*Text passage:*
========================================
In March 2002, the Federal Communications Commission ruled that Internet access service provided by cable operators was not subject to franchise fees assessed by local franchising authorities. A number of local franchise authorities and Internet service providers have appealed this decision. The matter is expected to be argued in early 2003. As a result of this ruling, we have stopped collecting franchise fees for cable modem service.

In addition to the matters set forth above, we are also party to other lawsuits and claims that arose in the ordinary course of conducting our business. In the opinion of management, after consulting with legal counsel and taking into account recorded liabilities, the outcome of these other lawsuits and claims will not have a material adverse effect on our consolidated financial position or results of operations.

ITEM 4. CONTROLS AND PROCEDURES.

Within 90 days prior to the filing date of this report, management, including our Chief Executive Officer and Chief Financial Officer, evaluated the effectiveness of the design and operation of our disclosure controls and procedures with respect to the information generated for use in this Quarterly Report. Based upon, and as of the date of that evaluation, our Chief Executive Officer and Chief Financial Officer concluded that the disclosure controls and procedures were effective to ensure that information required to be disclosed in the reports we file or submit under the Securities Exchange Act of 1934 is recorded, processed, summarized and reported within the time periods specified in the Commission's rules and forms.

There have been no significant changes in our internal controls or in other factors, including any corrective actions with regard to significant deficiencies and material weaknesses, which could significantly affect internal controls subsequent to the date we carried out our evaluation.

It should be noted that our management, including the Chief Executive Officer and Chief Financial Officer, does not expect that our disclosure controls and procedures or internal controls will prevent all error and all fraud. A control system, no matter how well conceived or operated, can provide only reasonable, not absolute, assurance that the objectives of the control system are met. Further, the design of a control system must reflect the fact that there are resource constraints, and the benefits of controls must be considered relative to their costs. Because of the inherent limitations in all control systems, no evaluation of controls can provide absolute assurance that all control issues and instances of fraud, if any, within the Company have been detected. These inherent limitations include the realities that judgments in decision-making can be faulty, and that breakdowns can occur because of simple error or mistake. Additionally, controls can be circumvented by the individual acts of some persons, by collusion of two or more people, or by improper override of the control. The design of any system of controls is based in part upon certain assumptions about the likelihood of future events, and any design may not succeed in achieving its stated goals under all potential future conditions; over time, controls may become inadequate because of changes in conditions, or the degree of compliance with the policies or procedures may deteriorate. Because of the inherent limitations in a cost-effective control system, misstatements due to error or fraud may occur and not be detected.
========================================
*Written tasks:*
[A] In the quarterly report excerpt, what did the company stop collecting as a result of the March 2002 FCC ruling?
[B] Carry on the quarterly report excerpt from the point after its last sentence.
The items after this point come from a separate source.

*Record extracts:*
========================================
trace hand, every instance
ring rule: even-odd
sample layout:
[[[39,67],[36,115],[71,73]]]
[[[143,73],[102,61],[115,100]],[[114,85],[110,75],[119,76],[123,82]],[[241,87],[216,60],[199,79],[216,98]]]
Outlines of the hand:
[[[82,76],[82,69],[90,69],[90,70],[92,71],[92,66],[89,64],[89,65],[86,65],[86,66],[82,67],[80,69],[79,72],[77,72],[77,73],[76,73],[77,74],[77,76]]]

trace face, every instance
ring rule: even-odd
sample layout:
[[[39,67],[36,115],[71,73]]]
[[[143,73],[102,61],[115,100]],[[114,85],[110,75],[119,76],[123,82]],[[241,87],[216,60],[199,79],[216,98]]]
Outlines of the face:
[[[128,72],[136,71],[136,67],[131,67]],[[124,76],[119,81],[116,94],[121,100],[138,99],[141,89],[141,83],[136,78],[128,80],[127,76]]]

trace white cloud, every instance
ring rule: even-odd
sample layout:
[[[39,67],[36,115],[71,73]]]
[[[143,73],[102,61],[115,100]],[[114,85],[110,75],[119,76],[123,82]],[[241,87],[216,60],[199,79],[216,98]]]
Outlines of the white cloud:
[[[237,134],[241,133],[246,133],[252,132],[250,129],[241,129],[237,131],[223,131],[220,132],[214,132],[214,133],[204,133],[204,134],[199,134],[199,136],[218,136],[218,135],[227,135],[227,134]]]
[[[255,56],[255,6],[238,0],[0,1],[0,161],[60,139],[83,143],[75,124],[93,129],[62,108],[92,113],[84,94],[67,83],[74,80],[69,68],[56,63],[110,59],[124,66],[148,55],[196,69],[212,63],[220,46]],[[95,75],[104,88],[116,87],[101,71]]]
========================================
*Answers to each task:*
[A] It stopped collecting franchise fees for cable modem service.

[B]
 

 

PART II. OTHER INFORMATION

ITEM 1. LEGAL PROCEEDINGS.

Except as disclosed in "Contingencies," we are involved from time to time in routine legal matters and other claims incidental to our business. We believe that the resolution of such routine matters and other incidental claims, taking into account established reserves and insurance, will not have a material adverse impact on our consolidated financial position or results of operations. See Item 2 - Contingencies.

ITEM 6. EXHIBITS AND REPORTS ON FORM 8- K.

  1. EXHIBITS
  2. Exhibit Number

    Description of Document

       

    3.1

    Certificate of Formation of CC V Holdings, LLC (formerly Known as Avalon Cable LLC). (Incorporated by reference to Amendment No. 1 to the Registration Statement on Form S-4 (File No. 333-75415) filed by CC V Holdings, LLC (formerly known as Avalon Cable LLC), CC V Holdings Finance, Inc. (formerly known as Avalon Cable Holdings Finance, Inc.), Avalon Cable of Michigan Holdings, Inc. and Avalon Cable of Michigan, Inc. on May 28, 1999.)

    3.1(a)

    Amendment to Certificate of Formation of CC V Holdings, LLC(formerly known as Avalon Cable LLC). ( Incorporated by reference to the Annual Report on Form 10-K of CC V Holdings, LLC and CC V Holdings Finance, Inc. (File Nos. 333-75415 and 333-75415-03, respectively) filed on March 30, 2000.)

    3.2

    Certificate of Incorporation of CC V Holdings Finance, Inc. (formerly known as Avalon Cable Holdings Finance, Inc.). (Incorporated by reference to Amendment No. 1 to the Registration Statement on Form S-4 (File No. 333-75415) filed by CC V Holdings, LLC (formerly known as Avalon Cable LLC), CC V Holdings Finance, Inc. (formerly known as Avalon Cable Holdings Finance, Inc.), Avalon Cable of Michigan Holdings, Inc. and Avalon Cable of Michigan, Inc. on May 28, 1999.)

    3.5

    Amended and Restated Limited Liability Company Agreement of CC V Holdings, LLC (formerly known as Avalon Cable LLC). (Incorporated by reference to Amendment No. 1 to the Registration Statement on Form S-4 (File No. 333-75415) filed by CC V Holdings, LLC (formerly known as Avalon Cable LLC), CC V Holdings Finance, Inc. (formerly known as Avalon Cable Holdings Finance, Inc.), Avalon Cable of Michigan Holdings, Inc. and Avalon Cable of Michigan, Inc. on May 28, 1999.)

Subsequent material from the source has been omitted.